EXERCISE AIM:
What is needed is the run of lines from the one with "Phrase: bush" through the close of the data, set down exactly.

[Pointing records]
## START

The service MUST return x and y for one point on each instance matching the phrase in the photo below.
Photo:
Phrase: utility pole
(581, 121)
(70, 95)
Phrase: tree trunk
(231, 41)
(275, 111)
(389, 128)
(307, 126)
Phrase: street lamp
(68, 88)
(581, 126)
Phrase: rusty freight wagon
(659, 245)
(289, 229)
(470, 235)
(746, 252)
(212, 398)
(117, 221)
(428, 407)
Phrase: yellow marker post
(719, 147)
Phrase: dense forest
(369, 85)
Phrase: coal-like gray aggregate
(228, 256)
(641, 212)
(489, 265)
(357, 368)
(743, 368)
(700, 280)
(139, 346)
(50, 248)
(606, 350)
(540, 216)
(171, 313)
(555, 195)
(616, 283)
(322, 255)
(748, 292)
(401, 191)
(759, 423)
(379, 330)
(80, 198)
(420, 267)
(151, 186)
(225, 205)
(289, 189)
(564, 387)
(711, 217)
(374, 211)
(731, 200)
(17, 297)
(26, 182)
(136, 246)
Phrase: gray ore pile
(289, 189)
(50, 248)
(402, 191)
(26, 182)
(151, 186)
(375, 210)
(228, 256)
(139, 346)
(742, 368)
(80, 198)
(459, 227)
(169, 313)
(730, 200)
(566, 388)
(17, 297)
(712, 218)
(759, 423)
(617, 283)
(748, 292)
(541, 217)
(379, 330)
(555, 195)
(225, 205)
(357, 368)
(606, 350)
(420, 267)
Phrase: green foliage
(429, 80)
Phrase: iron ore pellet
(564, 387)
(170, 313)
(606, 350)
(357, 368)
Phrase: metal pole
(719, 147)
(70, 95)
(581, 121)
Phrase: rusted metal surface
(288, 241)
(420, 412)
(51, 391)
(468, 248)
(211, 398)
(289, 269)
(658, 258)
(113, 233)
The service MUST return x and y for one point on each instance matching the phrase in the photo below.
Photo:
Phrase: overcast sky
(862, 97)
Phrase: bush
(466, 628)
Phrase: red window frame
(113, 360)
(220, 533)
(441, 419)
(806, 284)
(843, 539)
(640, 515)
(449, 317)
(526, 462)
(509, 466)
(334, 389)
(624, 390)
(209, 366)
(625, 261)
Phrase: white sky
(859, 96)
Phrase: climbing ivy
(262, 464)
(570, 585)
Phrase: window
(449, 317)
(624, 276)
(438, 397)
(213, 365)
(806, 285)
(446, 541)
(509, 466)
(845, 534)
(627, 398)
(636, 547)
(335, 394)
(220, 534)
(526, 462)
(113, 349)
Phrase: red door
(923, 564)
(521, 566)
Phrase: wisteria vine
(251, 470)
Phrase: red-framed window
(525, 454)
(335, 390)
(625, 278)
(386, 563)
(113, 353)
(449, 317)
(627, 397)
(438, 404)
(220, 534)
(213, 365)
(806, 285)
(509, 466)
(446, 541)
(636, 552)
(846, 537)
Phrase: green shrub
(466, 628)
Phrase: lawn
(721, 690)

## END

EXERCISE RESULT:
Phrase: bush
(466, 628)
Phrase: red window frame
(113, 360)
(220, 533)
(441, 419)
(806, 284)
(843, 539)
(640, 515)
(449, 317)
(526, 462)
(509, 466)
(334, 389)
(624, 390)
(209, 366)
(625, 261)
Phrase: white sky
(859, 96)
Phrase: climbing ivy
(262, 464)
(570, 585)
Phrase: window
(449, 317)
(624, 276)
(438, 397)
(213, 365)
(806, 285)
(446, 541)
(509, 466)
(845, 534)
(627, 398)
(636, 547)
(335, 394)
(220, 534)
(526, 462)
(113, 349)
Phrase: red door
(923, 564)
(521, 566)
Phrase: wisteria vine
(251, 470)
Phrase: red-framed window
(525, 454)
(335, 390)
(625, 278)
(386, 563)
(113, 353)
(449, 317)
(627, 397)
(438, 404)
(220, 534)
(213, 365)
(806, 285)
(509, 466)
(446, 541)
(636, 552)
(846, 537)
Phrase: green shrub
(466, 628)
Phrase: lawn
(721, 690)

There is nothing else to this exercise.